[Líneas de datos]

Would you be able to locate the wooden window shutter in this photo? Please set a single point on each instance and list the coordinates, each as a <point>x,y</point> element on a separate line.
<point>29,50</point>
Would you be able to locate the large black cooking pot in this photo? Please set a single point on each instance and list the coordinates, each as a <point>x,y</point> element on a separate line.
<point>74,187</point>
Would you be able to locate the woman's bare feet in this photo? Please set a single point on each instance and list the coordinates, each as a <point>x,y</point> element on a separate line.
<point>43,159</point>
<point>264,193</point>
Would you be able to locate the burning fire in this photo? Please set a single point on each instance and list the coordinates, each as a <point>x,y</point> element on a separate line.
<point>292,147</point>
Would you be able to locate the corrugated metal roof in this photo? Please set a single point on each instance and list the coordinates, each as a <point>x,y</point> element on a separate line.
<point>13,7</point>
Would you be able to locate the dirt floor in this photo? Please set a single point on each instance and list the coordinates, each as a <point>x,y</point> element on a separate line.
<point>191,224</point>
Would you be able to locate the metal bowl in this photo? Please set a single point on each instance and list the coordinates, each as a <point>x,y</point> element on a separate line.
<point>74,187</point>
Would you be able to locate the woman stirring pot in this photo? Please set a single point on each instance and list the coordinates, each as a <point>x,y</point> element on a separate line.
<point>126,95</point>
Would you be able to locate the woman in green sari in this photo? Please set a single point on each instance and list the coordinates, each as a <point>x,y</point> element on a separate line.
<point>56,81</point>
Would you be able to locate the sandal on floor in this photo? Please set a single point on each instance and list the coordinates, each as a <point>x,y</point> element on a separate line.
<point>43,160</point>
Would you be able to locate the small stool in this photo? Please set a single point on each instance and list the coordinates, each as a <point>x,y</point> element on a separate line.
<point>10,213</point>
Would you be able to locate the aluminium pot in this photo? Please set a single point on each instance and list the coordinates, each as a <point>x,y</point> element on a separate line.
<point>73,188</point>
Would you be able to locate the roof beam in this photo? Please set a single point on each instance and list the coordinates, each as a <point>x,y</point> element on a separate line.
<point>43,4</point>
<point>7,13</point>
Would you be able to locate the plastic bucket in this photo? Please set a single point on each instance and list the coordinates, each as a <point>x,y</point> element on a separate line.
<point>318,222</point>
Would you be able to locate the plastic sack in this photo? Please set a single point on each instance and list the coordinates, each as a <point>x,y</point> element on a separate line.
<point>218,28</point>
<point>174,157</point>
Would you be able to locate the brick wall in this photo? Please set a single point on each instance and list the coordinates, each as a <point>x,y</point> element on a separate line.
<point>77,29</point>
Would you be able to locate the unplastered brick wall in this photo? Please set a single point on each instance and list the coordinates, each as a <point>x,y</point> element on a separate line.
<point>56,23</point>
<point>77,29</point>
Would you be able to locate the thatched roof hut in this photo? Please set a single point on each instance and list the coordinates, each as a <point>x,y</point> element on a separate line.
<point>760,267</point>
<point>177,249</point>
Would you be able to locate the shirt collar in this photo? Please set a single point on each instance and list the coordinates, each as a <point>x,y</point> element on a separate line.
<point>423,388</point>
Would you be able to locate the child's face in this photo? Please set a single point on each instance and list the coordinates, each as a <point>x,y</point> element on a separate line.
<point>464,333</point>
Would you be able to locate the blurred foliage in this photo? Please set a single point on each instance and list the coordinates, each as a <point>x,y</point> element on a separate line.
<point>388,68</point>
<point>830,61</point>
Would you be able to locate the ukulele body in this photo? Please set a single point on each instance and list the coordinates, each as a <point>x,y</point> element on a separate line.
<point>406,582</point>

CONSIGNA ▸
Cite sin alteraciones las líneas del material comprendidas entre la que contiene "Would you be able to locate the plastic bucket" y la que contiene "<point>174,157</point>", ambas incluidas.

RESPUESTA ESPERADA ▸
Would you be able to locate the plastic bucket in this photo? Please set a single point on each instance and list the coordinates, each as a <point>x,y</point> element on a separate line.
<point>318,222</point>
Would you be able to locate the plastic sack in this photo? Please set a single point on each instance and list the coordinates, each as a <point>x,y</point> element on a separate line.
<point>218,28</point>
<point>174,157</point>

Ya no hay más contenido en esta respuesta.